** TEXT FOR ANALYSIS **

____

Without estate planning, unmarried couples may have no legal rights if one partner becomes disabled, incapacitated, or passes away. Medical and financial decisions can be taken over by blood-relatives, and a deceased partner’s assets may pass to unintended family members instead of the surviving partner. Having the correct legal documents in place give unmarried couples many of the same rights that married couples have.
In 2015, I had the privilege of co-chairing Colorado’s first LGBT Law Institute, a two-day seminar for attorneys whose practices include LGBT issues. Some of the topics covered were the fall of DOMA, the groundbreaking Edie Windsor case, employment discrimination, estate planning, and immigration issues unique to the LGBT community.

Obergefell v. Hodges
On June 26, 2015, the U.S. Supreme Court issued its opinion in Obergefell v. Hodges, holding that same-sex married couples are entitled to equal protection under the laws, and that their marriages must be recognized nationwide.

All state laws banning same-sex marriage were effectively nullified by this ruling. Same-sex spouses can now enjoy all state tax benefits and other spousal benefits that other married couples enjoy. (Including marriage, divorce, adoption & child custody, separation agreements, marital property, spousal death benefits, inheriting through intestacy, priority rights in guardianship and conservatorship proceedings, contract rights, etc.).

____

** LIST OF TASKS **
[A] Summarize the passage on estate planning and same-sex marriage law in two sentences.
[B] Carry on the passage on estate planning and same-sex marriage law, picking up after its final sentence.

____

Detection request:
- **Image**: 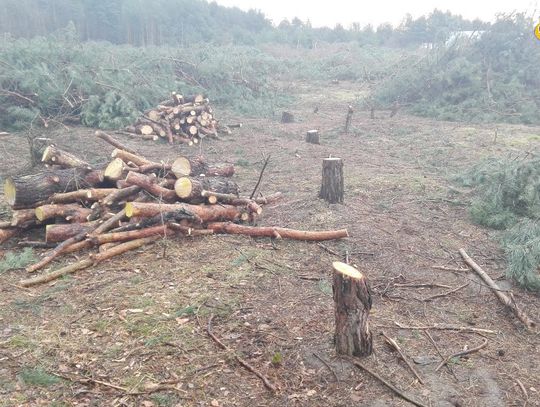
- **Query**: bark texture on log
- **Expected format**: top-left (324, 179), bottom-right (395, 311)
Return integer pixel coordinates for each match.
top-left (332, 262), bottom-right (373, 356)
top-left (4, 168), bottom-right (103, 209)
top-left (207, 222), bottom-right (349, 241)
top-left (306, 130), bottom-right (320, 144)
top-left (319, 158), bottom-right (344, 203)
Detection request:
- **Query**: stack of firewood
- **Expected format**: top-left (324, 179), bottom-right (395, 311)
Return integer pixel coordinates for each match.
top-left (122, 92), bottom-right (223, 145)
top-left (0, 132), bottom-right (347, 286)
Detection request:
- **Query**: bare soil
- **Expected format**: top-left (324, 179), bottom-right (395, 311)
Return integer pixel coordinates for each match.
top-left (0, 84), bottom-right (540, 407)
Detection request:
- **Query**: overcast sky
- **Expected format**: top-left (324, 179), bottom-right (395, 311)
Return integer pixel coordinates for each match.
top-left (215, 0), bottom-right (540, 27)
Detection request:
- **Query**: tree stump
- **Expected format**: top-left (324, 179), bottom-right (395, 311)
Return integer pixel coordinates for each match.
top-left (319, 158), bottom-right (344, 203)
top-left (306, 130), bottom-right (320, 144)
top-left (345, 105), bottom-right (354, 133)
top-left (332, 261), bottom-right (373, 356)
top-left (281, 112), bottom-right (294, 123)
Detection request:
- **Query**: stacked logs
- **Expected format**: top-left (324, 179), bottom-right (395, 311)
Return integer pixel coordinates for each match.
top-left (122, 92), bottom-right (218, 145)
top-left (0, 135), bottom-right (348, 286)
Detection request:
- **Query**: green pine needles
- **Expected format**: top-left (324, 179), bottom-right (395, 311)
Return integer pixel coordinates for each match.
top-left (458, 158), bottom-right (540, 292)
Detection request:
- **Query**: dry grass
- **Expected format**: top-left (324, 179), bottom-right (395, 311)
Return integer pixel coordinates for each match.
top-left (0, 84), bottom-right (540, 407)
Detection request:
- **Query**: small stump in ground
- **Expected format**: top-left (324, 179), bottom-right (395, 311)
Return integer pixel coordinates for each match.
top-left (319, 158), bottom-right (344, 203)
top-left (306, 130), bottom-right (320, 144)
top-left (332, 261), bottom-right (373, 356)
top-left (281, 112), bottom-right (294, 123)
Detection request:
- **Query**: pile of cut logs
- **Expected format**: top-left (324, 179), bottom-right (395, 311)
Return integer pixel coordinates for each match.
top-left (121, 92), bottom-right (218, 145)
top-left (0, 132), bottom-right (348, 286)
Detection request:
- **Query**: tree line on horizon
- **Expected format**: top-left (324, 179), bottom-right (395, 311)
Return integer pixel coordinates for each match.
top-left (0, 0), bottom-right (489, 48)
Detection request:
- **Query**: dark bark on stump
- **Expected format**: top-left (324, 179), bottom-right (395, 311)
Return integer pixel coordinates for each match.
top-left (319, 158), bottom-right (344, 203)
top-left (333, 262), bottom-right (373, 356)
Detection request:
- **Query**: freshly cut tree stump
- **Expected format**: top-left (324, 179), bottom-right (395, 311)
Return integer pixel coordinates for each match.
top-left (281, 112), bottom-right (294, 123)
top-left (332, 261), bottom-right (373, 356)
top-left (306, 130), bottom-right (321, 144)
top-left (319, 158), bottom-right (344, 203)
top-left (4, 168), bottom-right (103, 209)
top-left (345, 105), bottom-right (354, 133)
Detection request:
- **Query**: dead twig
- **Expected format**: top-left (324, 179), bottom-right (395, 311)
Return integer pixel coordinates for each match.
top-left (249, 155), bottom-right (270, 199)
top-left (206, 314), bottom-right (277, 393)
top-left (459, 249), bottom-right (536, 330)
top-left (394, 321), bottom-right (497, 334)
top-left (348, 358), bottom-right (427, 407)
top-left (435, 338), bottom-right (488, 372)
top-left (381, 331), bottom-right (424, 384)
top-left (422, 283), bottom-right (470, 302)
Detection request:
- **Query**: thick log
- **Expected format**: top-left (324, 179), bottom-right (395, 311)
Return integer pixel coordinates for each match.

____

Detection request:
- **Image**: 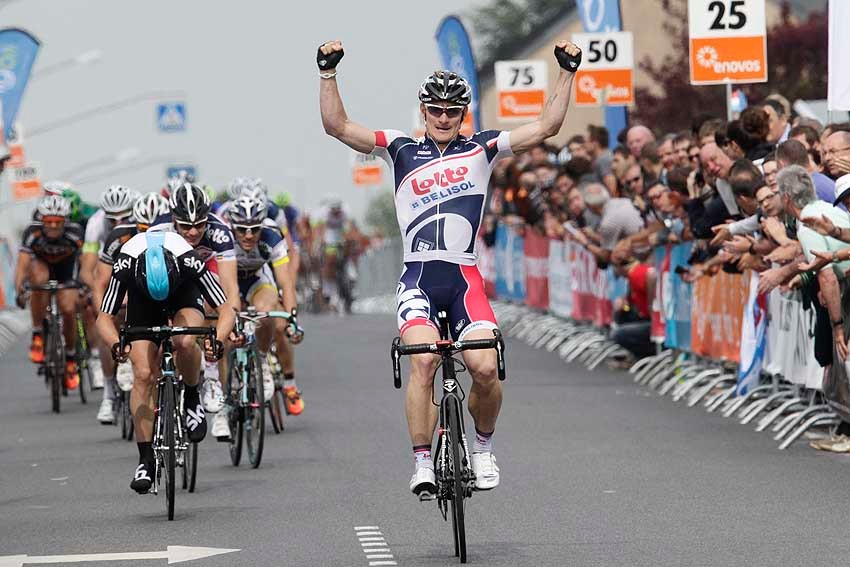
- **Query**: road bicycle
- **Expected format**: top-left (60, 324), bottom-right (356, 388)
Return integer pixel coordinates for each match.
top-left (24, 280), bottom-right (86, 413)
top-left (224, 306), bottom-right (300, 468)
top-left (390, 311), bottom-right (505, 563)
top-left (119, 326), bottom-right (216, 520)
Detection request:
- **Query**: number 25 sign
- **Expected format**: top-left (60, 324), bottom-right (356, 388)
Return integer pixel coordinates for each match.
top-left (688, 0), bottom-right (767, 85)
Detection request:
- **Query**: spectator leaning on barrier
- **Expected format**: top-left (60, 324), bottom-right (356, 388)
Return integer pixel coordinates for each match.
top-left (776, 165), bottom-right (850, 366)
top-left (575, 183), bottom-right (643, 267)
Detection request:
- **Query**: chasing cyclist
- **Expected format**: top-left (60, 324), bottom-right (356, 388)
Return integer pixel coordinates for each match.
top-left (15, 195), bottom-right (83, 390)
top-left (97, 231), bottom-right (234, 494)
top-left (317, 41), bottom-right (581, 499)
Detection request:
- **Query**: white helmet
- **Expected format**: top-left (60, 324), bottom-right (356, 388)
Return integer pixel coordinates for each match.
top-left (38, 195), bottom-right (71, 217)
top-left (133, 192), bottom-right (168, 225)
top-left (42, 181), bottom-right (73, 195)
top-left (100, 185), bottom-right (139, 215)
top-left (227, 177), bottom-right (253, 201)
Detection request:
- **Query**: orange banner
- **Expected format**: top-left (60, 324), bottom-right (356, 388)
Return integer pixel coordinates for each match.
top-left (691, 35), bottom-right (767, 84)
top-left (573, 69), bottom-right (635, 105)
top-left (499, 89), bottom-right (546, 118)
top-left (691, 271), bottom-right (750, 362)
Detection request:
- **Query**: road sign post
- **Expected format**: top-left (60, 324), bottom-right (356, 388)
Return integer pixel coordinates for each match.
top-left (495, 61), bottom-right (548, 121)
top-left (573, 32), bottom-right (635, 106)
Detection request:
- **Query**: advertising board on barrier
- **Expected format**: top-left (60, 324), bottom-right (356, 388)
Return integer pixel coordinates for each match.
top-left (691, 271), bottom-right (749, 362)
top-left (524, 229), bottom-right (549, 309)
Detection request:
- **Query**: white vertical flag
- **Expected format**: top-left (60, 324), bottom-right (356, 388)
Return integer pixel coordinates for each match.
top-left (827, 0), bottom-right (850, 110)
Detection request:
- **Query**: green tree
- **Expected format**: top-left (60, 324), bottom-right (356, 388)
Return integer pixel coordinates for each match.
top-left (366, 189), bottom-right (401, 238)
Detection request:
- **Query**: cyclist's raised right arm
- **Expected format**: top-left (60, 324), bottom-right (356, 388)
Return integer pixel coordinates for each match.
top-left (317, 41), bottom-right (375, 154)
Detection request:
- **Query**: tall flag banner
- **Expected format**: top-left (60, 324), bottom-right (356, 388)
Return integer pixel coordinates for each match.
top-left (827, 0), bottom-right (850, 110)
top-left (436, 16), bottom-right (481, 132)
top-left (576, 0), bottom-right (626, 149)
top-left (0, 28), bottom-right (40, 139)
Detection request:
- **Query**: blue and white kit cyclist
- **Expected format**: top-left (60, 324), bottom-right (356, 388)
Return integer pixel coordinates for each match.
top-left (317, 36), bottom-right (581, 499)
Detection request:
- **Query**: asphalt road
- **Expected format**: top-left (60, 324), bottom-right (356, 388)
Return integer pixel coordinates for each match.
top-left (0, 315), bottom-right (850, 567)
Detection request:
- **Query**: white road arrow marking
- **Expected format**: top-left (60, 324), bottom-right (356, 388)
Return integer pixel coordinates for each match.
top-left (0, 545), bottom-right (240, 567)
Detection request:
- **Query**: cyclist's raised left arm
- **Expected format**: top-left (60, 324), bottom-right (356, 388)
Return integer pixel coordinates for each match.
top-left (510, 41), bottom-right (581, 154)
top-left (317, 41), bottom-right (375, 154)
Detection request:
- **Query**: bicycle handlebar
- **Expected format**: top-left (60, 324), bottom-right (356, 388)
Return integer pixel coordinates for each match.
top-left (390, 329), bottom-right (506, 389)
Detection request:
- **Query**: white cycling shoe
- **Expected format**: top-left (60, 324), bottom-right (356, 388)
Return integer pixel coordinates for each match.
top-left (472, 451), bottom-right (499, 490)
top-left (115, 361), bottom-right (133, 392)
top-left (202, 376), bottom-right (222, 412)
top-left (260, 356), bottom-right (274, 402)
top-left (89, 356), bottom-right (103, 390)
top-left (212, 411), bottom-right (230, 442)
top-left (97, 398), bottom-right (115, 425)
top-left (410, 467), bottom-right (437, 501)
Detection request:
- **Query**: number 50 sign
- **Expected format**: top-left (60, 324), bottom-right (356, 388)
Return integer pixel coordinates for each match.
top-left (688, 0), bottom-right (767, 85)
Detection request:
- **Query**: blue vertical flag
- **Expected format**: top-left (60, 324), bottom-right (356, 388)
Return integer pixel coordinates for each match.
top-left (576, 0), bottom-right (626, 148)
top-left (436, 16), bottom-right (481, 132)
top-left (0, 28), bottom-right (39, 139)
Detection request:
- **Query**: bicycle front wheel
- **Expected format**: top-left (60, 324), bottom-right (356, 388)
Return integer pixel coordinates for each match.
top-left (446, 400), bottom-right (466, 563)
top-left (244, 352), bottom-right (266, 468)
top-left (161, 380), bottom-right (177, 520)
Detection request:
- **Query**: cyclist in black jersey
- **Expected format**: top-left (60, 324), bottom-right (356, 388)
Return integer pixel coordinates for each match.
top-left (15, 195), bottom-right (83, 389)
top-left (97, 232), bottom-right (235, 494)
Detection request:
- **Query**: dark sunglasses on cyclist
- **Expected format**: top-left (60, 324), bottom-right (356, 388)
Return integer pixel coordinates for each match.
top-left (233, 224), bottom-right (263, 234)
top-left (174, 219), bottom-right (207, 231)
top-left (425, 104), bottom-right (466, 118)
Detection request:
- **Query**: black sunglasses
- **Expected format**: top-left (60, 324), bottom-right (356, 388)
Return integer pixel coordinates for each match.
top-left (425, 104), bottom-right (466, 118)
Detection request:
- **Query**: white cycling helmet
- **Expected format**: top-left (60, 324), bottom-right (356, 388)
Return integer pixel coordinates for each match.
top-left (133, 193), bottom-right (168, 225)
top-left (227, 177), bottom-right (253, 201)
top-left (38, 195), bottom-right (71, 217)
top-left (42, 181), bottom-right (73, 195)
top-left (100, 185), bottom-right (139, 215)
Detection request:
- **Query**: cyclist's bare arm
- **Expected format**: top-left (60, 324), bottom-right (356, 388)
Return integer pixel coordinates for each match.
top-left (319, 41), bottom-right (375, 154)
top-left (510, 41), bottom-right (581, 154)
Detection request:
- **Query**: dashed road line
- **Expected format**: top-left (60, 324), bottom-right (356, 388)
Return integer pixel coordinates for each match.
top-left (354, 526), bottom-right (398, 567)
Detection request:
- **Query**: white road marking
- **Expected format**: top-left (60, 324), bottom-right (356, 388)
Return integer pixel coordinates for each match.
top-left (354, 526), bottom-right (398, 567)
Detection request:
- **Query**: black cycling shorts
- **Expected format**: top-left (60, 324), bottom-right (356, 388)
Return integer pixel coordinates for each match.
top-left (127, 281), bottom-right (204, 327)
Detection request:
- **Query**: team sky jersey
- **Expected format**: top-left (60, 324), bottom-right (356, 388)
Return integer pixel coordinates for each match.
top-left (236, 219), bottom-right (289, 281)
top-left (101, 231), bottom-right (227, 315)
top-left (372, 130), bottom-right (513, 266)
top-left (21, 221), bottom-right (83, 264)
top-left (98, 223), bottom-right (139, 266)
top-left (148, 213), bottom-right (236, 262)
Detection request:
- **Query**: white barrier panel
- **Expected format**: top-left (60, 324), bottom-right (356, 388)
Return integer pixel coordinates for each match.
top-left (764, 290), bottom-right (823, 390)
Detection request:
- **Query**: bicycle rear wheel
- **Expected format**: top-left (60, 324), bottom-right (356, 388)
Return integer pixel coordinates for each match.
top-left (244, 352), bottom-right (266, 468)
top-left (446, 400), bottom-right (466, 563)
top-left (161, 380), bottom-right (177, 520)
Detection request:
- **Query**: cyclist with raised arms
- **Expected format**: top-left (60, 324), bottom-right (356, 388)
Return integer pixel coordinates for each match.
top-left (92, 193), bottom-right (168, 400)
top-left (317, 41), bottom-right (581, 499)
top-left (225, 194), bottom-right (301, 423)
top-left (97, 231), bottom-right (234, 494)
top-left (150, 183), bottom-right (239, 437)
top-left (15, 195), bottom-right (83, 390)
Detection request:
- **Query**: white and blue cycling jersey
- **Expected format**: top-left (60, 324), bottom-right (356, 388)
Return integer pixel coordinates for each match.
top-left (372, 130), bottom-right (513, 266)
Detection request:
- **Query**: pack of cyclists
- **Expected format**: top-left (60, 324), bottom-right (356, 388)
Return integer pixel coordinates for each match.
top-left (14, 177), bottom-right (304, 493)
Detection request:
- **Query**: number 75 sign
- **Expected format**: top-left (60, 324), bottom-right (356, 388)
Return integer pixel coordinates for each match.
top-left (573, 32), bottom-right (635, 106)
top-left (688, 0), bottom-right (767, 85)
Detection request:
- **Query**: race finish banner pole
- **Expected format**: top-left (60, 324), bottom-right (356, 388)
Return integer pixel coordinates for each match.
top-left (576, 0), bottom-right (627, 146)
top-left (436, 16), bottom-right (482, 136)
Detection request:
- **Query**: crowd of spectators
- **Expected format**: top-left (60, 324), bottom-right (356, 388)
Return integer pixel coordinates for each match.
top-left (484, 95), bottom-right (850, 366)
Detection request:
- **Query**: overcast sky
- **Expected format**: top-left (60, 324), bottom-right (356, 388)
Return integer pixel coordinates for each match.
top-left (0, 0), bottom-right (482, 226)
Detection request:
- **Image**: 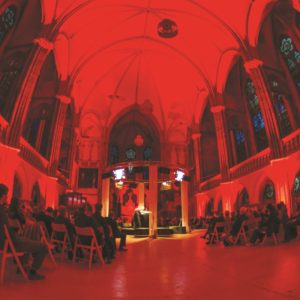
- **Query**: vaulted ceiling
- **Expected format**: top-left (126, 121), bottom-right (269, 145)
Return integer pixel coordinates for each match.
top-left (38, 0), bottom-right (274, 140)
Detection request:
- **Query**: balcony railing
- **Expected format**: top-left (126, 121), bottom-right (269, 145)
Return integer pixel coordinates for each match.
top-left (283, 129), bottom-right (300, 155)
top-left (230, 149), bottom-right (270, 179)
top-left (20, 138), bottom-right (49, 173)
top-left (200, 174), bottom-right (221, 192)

____

** ANSWERS FOR THE TASKS **
[A] Without estate planning, unmarried couples may have no legal rights if one partner becomes disabled, incapacitated, or dies, but the correct legal documents can give them many of the rights married couples have. In Obergefell v. Hodges, decided June 26, 2015, the U.S. Supreme Court held that same-sex married couples are entitled to equal protection and nationwide recognition of their marriages, which effectively nullified state bans and opened state tax and other spousal benefits to same-sex spouses.

[B]
After the Obergefell v. Hodges decision, same-sex couples are afforded the same spousal rights that other couples enjoy. Some of these occur independent of preemptive planning. For example:

  • Adoption or child custody proceedings
  • Divorce proceedings
  • Spousal priority in matters concerning an incapacitated spouse’s care, or recognition in the event guardianship or conservatorship proceedings are necessary
  • Spousal survivorship rights under state pension or other retirement benefits, even in states that previously did not recognize same-sex marriage
  • Spousal inheritance through intestacy (when a spouse dies without a valid Will or Trust)
  • Spousal priority in the event a will or trust proceeding is contested after death
  • The ability to file taxes jointly as a married couple
  • Any other spousal contract right where the contract is construed under the laws of a state that did not recognize the marriage.

Couples Should Still Be Proactive
Simply because states must now recognize marriage does not mean couples do not have to take control of their death and incapacity planning, and clearly state their wishes in enforceable legal documents. All the reasons for proactive estate planning apply just as much to unmarried couples and same-sex married couples as they do to opposite-sex married couples:

  • Expressing their wishes concerning their medical care during periods of incapacity (through durable powers of attorney);
  • Structuring the distribution of their property, possibly in certain protective Trusts, for the benefit of their surviving spouse and children after death;
  • Establishing Trusts to preserve privacy, and to avoid the delay and expense of guardianship or probate proceedings during incapacity and after death;
  • Providing clarity and discretion to a trustee to make strategic tax decisions through Trust administration after death (through various investment powers, and accounting and tax provisions);
  • Providing for family members other than a spouse or child through their estate plans;
  • Making gifts to religious or other charitable organizations through their estates; and
  • Allowing orderly operation and transition of businesses or professional practices through incapacity or death.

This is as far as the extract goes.